◆ **Tasks to perform**:
1. Translate this sentence from the article on the American Bankers Association compliance conference into Spanish: "The Treasury Department office releases huge lists of people or companies that the government says have ties to so-called "enemy" countries and are thus off-limits to banks."
2. Write what comes next in the article on the American Bankers Association compliance conference, picking up after its final sentence.

◆ **Study text**:
++++++++++
ABA Confab to Alert Banks On Perils of Not Tracking Customer Ties to

Many compliance officers are "totally in the dark" about rules set by the Treasury Department's Office of Foreign Asset Control, a situation that puts their banks' bottom lines at risk, according to Gene Elerding.

Mr. Elerding, a partner with the law firm of Manatt, Phelps, and Phillips in Los Angeles, hopes to shed some light on these guidelines during the American Bankers Association's National Compliance Conference, which runs June 2-5 in New Orleans.

The conference, dubbed "Compliance in a Whole New World," will focus on how technology has changed banks' handling of rules governing foreign assets, money laundering, community reinvestment, and real-estate lending.

The Treasury Department office releases huge lists of people or companies that the government says have ties to so-called "enemy" countries and are thus off-limits to banks. Compared with other topics at the conference, these rules get dangerously little attention from compliance officers, even though minor violations can cost the bank thousands of dollars, Mr. Elerding said.

"This is a sleeping giant, like money laundering was in the '80s," Mr. Elerding said. "OFAC is the Bank Secrecy Act of the 1990s."

Compliance with the office's rules is tricky because of the sheer volume of names, places, and businesses to track. Tracking is easier now, Mr. Elerding said, because banks can search data bases instead of having to flip through stacks of papers for a single restricted name. But it can still be cumbersome. The conference will focus on the way new computer products have changed how banks handle government regulations. ABA director of compliance Cindy Baltierra said about 500 bankers are expected to attend, about the same as last year.

Bankers and consultants said the rapid-fire changes it has brought to compliance make technology an obvious theme for conferences.
++++++++++
◆ **Material provided**:

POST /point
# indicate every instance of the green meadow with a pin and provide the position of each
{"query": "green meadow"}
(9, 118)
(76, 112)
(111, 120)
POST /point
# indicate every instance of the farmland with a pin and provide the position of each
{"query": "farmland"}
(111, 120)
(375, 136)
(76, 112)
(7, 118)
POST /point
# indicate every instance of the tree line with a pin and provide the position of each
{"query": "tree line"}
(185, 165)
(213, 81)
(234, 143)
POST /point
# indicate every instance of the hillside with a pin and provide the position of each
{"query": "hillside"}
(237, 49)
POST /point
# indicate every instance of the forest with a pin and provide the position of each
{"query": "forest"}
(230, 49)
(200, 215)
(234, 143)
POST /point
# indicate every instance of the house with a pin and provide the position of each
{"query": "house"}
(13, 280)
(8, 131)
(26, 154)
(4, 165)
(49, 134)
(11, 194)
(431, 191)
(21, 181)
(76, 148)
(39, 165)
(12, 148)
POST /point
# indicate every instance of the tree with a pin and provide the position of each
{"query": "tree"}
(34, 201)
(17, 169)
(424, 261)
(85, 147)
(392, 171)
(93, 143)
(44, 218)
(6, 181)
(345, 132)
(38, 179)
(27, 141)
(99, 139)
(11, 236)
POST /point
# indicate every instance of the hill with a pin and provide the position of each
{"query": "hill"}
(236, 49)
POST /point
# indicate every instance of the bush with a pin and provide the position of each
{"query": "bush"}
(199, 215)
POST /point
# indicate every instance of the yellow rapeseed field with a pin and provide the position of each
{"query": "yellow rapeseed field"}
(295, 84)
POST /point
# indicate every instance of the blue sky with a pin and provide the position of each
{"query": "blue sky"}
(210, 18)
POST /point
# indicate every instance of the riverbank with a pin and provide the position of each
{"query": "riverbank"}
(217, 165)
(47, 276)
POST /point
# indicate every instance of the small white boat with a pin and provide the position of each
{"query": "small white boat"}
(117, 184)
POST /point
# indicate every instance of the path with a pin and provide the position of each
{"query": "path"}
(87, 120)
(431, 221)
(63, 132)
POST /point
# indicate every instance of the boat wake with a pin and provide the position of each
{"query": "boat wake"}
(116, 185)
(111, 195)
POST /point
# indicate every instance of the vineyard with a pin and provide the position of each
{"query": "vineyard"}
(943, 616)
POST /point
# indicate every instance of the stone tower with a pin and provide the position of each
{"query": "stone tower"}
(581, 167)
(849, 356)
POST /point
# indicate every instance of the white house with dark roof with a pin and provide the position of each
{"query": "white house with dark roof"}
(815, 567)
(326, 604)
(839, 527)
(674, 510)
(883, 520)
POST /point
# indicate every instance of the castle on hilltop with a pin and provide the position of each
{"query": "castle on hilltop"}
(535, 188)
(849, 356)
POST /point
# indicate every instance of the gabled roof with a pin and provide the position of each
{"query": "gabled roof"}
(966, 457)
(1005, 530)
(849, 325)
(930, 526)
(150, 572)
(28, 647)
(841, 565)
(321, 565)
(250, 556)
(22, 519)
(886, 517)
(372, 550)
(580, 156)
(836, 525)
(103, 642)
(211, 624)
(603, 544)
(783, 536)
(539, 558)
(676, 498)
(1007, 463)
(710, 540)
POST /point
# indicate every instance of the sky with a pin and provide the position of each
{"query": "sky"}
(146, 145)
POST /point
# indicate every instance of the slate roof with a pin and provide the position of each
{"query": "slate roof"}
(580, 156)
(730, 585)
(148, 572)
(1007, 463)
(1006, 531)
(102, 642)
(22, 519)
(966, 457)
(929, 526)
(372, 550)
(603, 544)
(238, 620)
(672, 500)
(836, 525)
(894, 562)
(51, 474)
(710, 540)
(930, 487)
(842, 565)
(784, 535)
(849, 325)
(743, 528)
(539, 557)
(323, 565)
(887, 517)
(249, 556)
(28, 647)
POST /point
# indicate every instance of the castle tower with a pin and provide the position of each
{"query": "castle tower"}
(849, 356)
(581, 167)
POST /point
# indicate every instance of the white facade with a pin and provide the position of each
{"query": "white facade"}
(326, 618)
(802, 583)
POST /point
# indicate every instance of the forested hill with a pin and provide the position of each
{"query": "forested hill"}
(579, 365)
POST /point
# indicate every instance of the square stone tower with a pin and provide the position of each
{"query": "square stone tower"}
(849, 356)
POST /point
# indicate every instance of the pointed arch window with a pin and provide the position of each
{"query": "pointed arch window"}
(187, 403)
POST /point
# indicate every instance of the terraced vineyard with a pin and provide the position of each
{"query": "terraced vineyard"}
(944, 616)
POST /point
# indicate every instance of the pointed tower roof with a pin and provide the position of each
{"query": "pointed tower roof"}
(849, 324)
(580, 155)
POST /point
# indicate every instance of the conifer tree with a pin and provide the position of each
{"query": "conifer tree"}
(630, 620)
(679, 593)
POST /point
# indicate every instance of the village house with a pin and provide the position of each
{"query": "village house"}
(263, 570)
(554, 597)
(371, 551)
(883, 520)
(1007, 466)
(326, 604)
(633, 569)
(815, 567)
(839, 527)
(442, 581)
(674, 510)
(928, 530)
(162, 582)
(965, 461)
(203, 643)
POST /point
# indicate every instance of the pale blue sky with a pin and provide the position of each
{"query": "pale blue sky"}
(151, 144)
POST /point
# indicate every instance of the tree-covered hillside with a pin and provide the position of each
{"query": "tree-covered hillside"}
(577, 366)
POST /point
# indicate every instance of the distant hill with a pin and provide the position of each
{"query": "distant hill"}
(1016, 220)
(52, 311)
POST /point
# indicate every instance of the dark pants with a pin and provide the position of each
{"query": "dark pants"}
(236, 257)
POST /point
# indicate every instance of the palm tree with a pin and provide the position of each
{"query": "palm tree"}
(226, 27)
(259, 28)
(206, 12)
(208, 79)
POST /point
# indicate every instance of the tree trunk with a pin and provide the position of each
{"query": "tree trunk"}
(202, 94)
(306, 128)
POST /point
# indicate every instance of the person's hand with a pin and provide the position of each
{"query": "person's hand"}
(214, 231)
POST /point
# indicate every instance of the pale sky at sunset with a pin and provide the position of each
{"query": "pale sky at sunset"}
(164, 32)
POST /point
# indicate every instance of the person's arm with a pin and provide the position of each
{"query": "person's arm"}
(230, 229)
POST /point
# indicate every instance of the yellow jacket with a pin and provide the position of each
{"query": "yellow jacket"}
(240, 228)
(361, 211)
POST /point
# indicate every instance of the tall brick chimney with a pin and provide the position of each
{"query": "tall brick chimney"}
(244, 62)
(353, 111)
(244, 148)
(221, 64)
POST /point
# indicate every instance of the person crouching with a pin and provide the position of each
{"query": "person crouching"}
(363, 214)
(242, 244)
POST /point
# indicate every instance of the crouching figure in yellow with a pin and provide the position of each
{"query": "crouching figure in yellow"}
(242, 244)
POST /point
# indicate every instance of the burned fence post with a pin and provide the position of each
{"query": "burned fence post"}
++++++++++
◆ **Results of the tasks**:
1. La oficina del Departamento del Tesoro publica enormes listas de personas o empresas que, según el gobierno, tienen vínculos con los llamados países "enemigos" y que, por lo tanto, están vedadas a los bancos.

2.
"It's quickly becoming clear that banks can do and find lots of things with new technologies," said Lucy H. Griffin, president of Compliance Resources Inc., a Falls Church, Va.-based consulting firm. She is conducting the conference's first session - on avoiding common compliance violations - on Sunday afternoon. "It's a very timely theme for the conference."

Robert P. Chamness, president of CFI Proservices, a Portland, Ore.-based compliance software firm, will deliver the keynote address on Monday, the first full day of the conference. Mr. Chamness will discuss smart cards, Internet banking, and other issues facing compliance officers in the future.

Mr. Elerding will carry on that theme. He said many banks will be slow to embrace stored-value cards and the like, choosing to stay with "safer" products like debit cards. But he said banks shouldn't be nervous about the increase in electronic and telephone banking.

"We've been making wire transfers over the phone for two decades," Mr. Elerding said. "The Internet and telephone banking are just bringing this down to the common person."

Tuesday will be devoted mainly to compliance with the Community Reinvestment Act, with regulators, bankers, and trade group officials talking about ways to manage compliance under the new rules.

The conference closes Wednesday morning with a question-and-answer session featuring representatives from the four banking agencies.